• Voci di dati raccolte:
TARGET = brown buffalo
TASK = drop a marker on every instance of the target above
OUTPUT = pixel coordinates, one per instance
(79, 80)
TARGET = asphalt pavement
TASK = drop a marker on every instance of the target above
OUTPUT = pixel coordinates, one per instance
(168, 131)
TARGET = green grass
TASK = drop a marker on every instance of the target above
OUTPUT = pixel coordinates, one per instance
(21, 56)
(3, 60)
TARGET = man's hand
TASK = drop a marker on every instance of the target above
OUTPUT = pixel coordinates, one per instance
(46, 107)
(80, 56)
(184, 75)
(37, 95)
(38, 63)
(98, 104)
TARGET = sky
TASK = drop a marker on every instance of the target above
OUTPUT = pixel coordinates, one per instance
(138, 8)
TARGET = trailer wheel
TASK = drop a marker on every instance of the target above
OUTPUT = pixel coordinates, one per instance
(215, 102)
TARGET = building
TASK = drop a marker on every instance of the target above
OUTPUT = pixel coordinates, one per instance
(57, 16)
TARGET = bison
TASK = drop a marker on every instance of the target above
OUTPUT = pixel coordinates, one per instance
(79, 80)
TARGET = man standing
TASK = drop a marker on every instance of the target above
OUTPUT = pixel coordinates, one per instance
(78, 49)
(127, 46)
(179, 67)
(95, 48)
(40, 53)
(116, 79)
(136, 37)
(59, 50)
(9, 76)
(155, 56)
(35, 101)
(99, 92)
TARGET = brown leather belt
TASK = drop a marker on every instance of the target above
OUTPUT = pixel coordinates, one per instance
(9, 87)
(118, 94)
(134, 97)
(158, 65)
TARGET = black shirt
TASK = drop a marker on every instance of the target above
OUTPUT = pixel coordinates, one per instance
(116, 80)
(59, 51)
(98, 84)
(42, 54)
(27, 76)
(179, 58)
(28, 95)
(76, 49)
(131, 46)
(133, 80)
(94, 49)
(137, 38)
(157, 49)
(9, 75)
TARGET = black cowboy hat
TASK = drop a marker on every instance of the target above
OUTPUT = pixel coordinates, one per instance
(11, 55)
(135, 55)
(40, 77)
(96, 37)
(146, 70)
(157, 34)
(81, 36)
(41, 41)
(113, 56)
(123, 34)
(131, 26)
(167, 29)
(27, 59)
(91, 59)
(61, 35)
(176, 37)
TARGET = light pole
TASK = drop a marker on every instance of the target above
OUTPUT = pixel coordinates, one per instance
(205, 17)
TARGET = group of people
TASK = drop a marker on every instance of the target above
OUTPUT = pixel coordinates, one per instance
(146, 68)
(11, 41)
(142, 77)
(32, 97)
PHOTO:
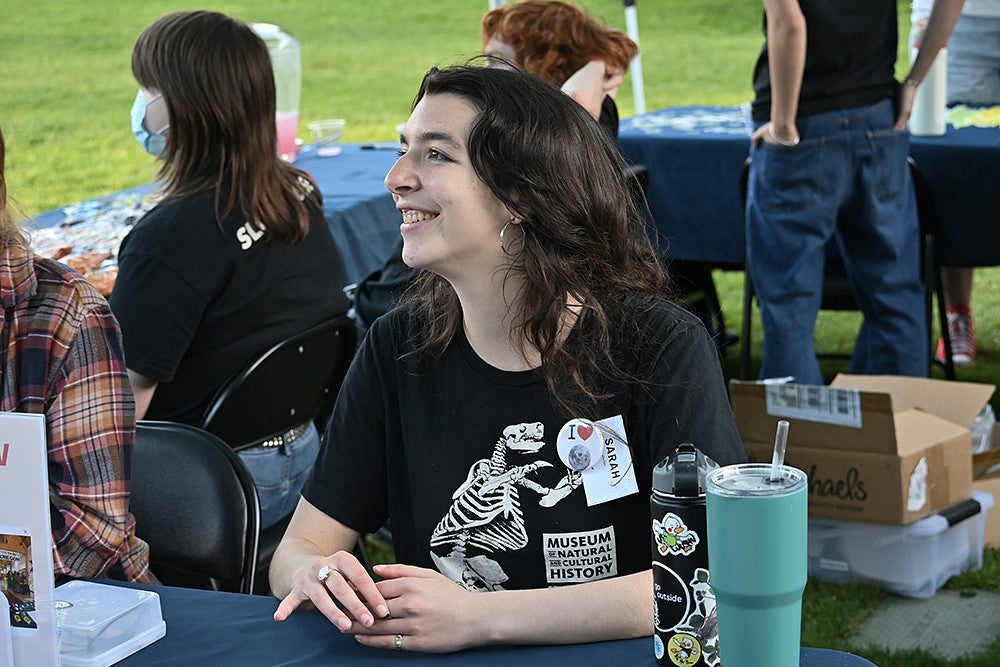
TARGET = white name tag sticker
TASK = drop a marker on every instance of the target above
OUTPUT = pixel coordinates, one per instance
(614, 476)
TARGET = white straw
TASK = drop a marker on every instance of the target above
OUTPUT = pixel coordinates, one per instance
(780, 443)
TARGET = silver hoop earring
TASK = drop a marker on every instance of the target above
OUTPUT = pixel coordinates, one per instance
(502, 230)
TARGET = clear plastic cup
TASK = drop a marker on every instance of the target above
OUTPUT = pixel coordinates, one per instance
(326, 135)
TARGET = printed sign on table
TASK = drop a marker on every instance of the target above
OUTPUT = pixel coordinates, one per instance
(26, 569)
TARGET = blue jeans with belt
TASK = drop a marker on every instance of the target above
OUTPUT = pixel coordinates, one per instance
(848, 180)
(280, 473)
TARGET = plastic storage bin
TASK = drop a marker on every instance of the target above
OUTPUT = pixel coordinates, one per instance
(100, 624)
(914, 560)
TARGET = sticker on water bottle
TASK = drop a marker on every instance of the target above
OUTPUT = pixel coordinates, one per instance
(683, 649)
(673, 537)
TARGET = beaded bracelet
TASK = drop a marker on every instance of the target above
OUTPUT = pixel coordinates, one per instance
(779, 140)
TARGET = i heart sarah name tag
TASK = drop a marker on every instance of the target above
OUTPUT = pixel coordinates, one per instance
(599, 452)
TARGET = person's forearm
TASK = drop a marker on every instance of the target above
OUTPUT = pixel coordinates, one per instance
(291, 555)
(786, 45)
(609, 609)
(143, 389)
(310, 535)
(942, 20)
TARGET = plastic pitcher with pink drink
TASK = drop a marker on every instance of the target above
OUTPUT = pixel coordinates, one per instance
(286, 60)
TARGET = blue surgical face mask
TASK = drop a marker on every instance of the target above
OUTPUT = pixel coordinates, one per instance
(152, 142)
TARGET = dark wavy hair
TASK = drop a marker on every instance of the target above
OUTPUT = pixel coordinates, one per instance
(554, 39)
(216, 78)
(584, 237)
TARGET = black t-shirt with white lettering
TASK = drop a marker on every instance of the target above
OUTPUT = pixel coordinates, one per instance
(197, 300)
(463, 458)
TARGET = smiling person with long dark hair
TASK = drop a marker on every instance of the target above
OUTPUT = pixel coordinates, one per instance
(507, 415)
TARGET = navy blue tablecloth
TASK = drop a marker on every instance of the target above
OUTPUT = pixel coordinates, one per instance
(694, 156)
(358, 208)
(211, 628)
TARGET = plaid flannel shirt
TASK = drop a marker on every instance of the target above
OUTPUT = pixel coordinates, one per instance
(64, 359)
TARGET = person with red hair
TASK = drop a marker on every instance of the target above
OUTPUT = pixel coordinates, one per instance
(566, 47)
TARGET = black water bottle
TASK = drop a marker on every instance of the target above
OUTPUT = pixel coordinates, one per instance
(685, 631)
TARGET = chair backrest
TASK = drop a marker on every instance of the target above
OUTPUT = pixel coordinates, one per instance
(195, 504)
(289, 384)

---

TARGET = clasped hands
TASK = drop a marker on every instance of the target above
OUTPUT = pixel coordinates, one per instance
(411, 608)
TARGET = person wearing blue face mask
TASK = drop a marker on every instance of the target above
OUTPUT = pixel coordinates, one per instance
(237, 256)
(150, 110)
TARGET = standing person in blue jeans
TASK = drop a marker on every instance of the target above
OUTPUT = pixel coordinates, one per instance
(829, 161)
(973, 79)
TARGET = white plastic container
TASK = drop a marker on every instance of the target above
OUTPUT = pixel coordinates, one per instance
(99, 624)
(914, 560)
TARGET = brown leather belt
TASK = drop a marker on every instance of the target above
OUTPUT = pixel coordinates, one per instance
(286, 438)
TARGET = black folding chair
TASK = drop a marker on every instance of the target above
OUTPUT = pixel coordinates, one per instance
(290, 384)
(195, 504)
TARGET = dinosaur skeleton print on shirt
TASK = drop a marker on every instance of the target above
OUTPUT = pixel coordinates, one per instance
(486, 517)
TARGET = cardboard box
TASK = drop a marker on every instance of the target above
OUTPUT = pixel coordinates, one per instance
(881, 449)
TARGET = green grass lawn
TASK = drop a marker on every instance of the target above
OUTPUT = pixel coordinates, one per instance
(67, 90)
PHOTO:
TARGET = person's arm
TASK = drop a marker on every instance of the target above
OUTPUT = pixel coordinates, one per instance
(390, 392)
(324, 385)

* * *

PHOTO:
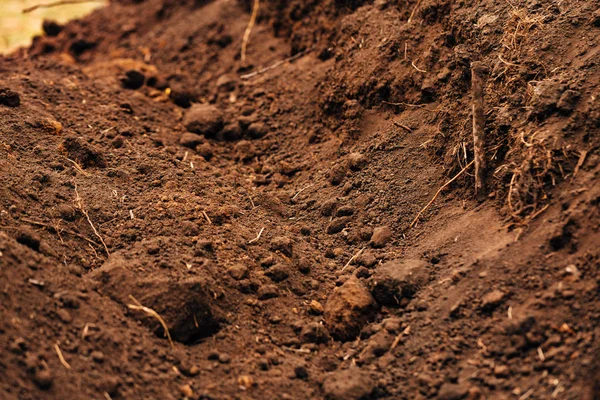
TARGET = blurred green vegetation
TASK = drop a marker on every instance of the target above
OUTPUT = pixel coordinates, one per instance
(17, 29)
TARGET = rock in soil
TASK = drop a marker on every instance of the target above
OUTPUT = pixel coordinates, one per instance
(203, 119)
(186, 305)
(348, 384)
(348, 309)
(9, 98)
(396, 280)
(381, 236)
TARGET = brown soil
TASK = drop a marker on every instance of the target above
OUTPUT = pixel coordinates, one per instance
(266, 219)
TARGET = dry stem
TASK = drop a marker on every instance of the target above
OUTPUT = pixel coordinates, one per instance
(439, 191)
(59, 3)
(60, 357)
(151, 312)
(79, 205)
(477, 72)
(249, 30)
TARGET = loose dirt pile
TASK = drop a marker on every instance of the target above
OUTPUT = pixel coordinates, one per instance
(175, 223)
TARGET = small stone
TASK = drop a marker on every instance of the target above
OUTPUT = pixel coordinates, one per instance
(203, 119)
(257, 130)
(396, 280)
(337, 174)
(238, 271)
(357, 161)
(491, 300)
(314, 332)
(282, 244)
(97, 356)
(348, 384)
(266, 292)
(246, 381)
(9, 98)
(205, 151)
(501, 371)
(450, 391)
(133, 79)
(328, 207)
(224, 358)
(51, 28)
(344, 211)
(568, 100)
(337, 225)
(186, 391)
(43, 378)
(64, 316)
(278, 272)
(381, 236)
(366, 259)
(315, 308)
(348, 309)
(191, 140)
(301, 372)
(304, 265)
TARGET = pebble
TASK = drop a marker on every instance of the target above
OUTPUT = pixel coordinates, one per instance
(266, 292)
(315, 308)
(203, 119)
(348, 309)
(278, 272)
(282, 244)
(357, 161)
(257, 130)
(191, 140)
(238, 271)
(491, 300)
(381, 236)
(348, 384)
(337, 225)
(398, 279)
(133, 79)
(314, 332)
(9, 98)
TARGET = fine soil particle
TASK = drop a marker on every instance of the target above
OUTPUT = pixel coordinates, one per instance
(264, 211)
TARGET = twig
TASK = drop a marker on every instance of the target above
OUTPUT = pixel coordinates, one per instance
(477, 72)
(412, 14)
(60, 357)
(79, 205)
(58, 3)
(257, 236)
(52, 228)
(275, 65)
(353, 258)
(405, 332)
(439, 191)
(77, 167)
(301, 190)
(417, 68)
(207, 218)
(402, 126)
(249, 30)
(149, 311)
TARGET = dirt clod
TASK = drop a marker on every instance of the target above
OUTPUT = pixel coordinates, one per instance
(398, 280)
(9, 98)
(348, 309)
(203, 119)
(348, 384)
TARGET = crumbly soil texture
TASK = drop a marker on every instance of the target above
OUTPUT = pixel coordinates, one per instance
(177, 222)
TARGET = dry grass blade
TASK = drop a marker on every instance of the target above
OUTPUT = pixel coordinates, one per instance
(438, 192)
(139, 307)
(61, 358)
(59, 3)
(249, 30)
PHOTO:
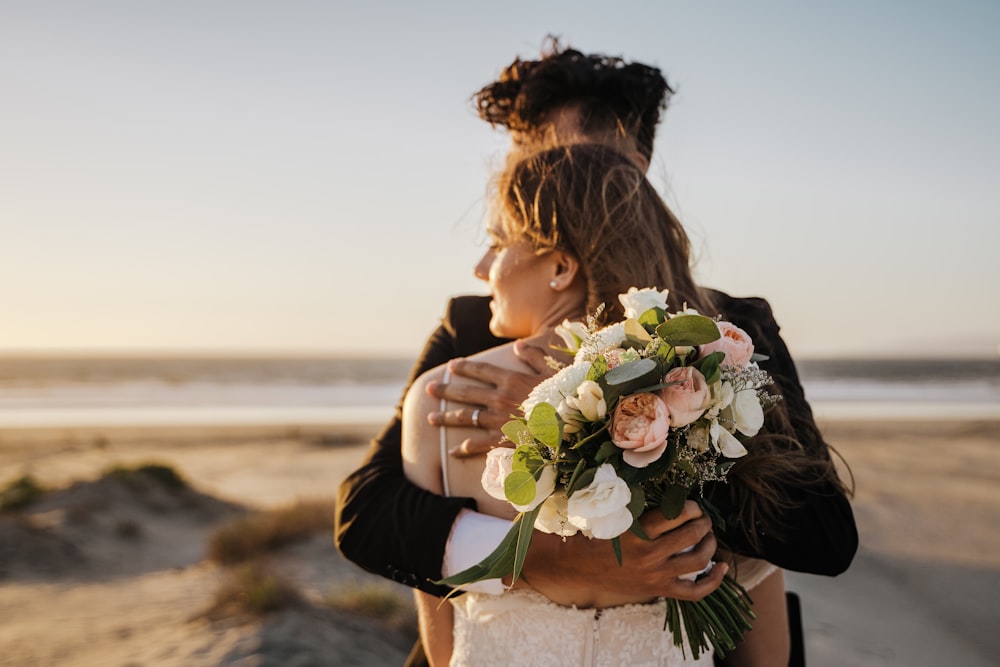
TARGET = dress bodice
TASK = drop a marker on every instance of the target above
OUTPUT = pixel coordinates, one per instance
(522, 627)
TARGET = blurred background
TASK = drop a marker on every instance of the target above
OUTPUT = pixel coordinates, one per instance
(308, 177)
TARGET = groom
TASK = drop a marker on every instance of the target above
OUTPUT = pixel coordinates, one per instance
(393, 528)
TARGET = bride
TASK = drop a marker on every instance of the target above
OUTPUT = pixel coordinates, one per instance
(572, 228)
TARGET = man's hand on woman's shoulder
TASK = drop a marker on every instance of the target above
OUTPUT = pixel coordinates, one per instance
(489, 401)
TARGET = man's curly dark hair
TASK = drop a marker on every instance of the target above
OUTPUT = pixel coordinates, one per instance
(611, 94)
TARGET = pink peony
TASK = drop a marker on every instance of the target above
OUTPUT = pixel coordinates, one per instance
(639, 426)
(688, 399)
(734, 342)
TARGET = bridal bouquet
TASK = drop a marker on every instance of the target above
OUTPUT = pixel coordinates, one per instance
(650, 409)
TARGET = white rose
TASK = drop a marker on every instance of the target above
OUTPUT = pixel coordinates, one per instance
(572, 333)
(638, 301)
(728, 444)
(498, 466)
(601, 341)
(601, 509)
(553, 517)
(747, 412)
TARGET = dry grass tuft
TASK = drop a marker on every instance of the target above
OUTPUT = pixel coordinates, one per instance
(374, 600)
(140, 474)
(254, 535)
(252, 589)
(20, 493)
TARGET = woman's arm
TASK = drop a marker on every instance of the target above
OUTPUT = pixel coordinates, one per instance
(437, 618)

• Esercizio assegnato: Estragga dai dati sopra riportati tutte le righe che contengono la parola "grass". Tenga conto della distinzione tra maiuscole e minuscole.

• Risposta al compito:
TARGET = green grass
TARGET = green grass lawn
TARGET = dry grass blade
TARGET = dry grass tuft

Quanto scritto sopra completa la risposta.